■ Source text ■

He picks it up and examines it carefully : it appears to be made of lightweight silver, with titanium carved at the grip.
As he looks at the sword, he can't help but feel something oddly familiar about it, and soon the feeling makes him rather weird out :

- Why do I feel like I've seen this before...

Even as he holds it, he feels something vaguely familiar about it, too.


----------



## Yaruzaru (Sep 16, 2016)

The old man smiles a little as he sees Julen go for a shotgun and mutters to himself.

"I like this group already."

He then cautiously looks around the store and sees bloodstains leading to the back of the counter from the entrance of the store but does not find anything other than that. He makes a look of discomfort at the sight before coming back around to where the group is and sees Jin looking at what appears to be a sword.

"That looks interesting . . . what's something like that doing in here? Maybe someone was here after all."


----------



## RileyTheOtter (Sep 16, 2016)

*Martin starts looking around for archery equipment and sees a bow that looks familiar but has never seen it before, lying on top of a vest lined with places for carrying flechettes and knives*
"Why does that bow and vest seem familiar? Other than sparring against David i've never used weapons, let alone a bow or flechettes"
*picks up the bow and vest anyway, putting on the vest and slinging the bow over his shoulder. finding two custom quivers made for the vest underneath the pile*
"Anyone see any broadhead arrows?"


----------



## Jin-Lust-4-Sin (Sep 16, 2016)

■ What this task involves ■
In the forum roleplay excerpt, what does the old man find leading from the store entrance to the back of the counter?

■ Dataset excerpt ■
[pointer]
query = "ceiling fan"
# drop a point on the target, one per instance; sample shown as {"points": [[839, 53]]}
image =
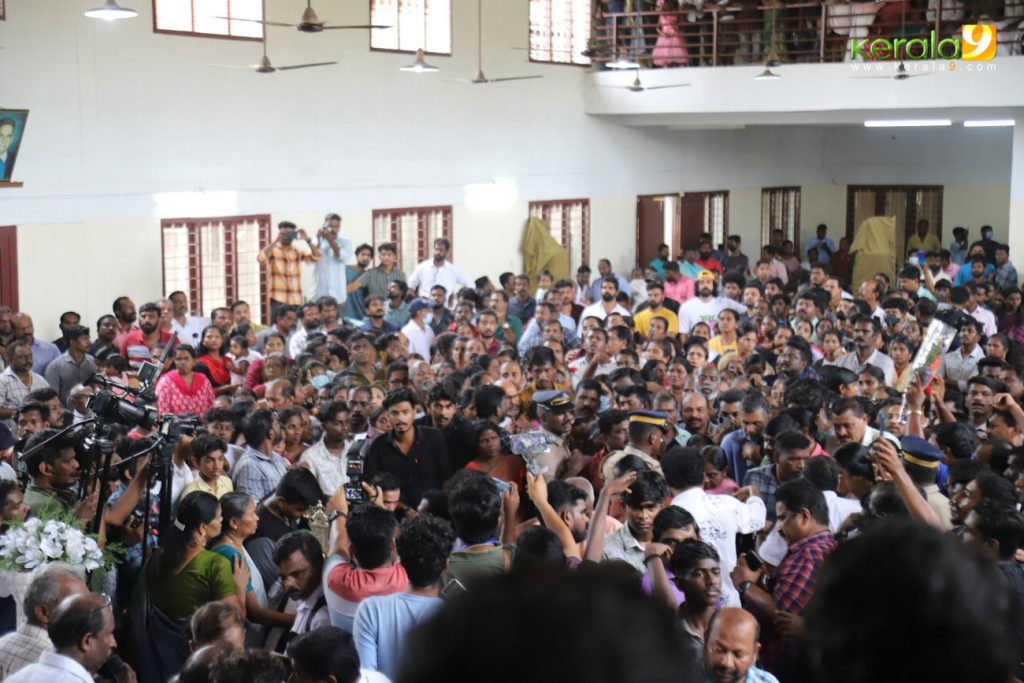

■ Worked answer ■
Bloodstains.